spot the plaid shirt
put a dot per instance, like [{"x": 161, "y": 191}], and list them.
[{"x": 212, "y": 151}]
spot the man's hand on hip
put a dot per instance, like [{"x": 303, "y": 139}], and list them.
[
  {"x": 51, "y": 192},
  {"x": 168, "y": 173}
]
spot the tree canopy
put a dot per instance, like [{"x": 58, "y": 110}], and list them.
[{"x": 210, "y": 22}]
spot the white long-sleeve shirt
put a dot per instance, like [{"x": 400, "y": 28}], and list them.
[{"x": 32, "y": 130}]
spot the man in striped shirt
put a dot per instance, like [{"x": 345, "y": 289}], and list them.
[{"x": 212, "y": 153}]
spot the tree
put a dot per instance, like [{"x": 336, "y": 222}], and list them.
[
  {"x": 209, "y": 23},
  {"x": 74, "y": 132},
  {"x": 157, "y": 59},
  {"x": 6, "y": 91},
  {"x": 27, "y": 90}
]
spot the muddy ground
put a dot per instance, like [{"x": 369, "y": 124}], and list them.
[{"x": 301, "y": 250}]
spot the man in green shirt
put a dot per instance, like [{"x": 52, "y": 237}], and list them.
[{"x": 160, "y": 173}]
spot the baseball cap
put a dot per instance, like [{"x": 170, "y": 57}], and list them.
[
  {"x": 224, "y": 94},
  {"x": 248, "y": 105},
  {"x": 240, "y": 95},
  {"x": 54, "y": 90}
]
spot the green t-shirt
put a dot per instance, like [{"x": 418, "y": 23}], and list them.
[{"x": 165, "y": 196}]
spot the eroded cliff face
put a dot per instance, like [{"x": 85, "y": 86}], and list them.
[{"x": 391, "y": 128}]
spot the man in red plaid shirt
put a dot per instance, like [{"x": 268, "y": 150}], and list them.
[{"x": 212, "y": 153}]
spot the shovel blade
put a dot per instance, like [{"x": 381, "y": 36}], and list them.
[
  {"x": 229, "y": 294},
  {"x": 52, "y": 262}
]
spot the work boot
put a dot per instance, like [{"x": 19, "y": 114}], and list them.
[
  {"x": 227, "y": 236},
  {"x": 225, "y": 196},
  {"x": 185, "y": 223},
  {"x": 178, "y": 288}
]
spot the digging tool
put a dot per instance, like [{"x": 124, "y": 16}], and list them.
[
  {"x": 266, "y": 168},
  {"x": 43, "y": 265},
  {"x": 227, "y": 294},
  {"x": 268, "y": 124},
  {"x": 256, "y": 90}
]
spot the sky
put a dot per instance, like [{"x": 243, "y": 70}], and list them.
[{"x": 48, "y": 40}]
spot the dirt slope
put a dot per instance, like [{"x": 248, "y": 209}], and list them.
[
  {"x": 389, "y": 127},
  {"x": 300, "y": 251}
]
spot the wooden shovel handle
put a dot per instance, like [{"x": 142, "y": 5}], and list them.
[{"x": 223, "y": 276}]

+++

## Your objective:
Edit the data above by changing every "spot" to "locate" and leaving everything else as it is.

## Exercise answer:
locate the plaid shirt
put a dot per instance, like [{"x": 161, "y": 191}], and list them.
[{"x": 212, "y": 151}]
locate the man's hand on hip
put a dot per instance, like [{"x": 303, "y": 139}], and list them.
[
  {"x": 51, "y": 192},
  {"x": 168, "y": 173}
]
locate the tree canopy
put a dot per instance, like [{"x": 58, "y": 110}], and list them.
[{"x": 210, "y": 22}]
locate the white long-sleeve shirt
put a dot per instance, like [{"x": 400, "y": 28}], and list them.
[{"x": 32, "y": 130}]
locate the man in striped shirt
put a dot per instance, like [{"x": 345, "y": 289}], and list them.
[{"x": 212, "y": 153}]
locate the tree
put a dot per instance, like [{"x": 336, "y": 222}], and list them.
[
  {"x": 209, "y": 23},
  {"x": 74, "y": 132},
  {"x": 157, "y": 59},
  {"x": 6, "y": 91},
  {"x": 27, "y": 90}
]
locate the muddy ground
put a dot per instance, like [{"x": 369, "y": 124}], and list them.
[{"x": 301, "y": 250}]
locate the man in green shirt
put a dot per instance, like [{"x": 52, "y": 237}], and list them.
[{"x": 160, "y": 173}]
locate the baseball cap
put a dot per instance, like [{"x": 170, "y": 57}], and list them.
[
  {"x": 224, "y": 94},
  {"x": 248, "y": 105},
  {"x": 240, "y": 95},
  {"x": 54, "y": 90}
]
locate the green t-shirt
put a dot per instance, like [{"x": 418, "y": 23}], and list them.
[{"x": 165, "y": 196}]
locate the eroded cliff face
put a dot per instance, like [{"x": 85, "y": 86}], and list them.
[{"x": 391, "y": 128}]
locate the man in red plaid shirt
put a dot per instance, like [{"x": 268, "y": 150}], and list them.
[{"x": 212, "y": 153}]
locate the shovel blade
put a dot per instance, like [{"x": 381, "y": 36}], and list them.
[
  {"x": 229, "y": 294},
  {"x": 52, "y": 262}
]
locate the work boot
put a dot per instance, like [{"x": 19, "y": 114}], and list them.
[
  {"x": 227, "y": 236},
  {"x": 225, "y": 196},
  {"x": 185, "y": 223},
  {"x": 178, "y": 288}
]
locate the digging tool
put a dot per instance, like [{"x": 124, "y": 16}], and list them.
[
  {"x": 266, "y": 168},
  {"x": 43, "y": 265},
  {"x": 227, "y": 294},
  {"x": 268, "y": 124},
  {"x": 256, "y": 90}
]
locate the sky
put a dot per instance, like [{"x": 243, "y": 70}], and list them.
[{"x": 48, "y": 40}]
locate the dirt slope
put a dot per instance, like [{"x": 248, "y": 209}], and list them.
[
  {"x": 389, "y": 127},
  {"x": 300, "y": 251}
]
locate the wooden shovel handle
put a dot per instance, like [{"x": 142, "y": 5}], and list them.
[{"x": 223, "y": 276}]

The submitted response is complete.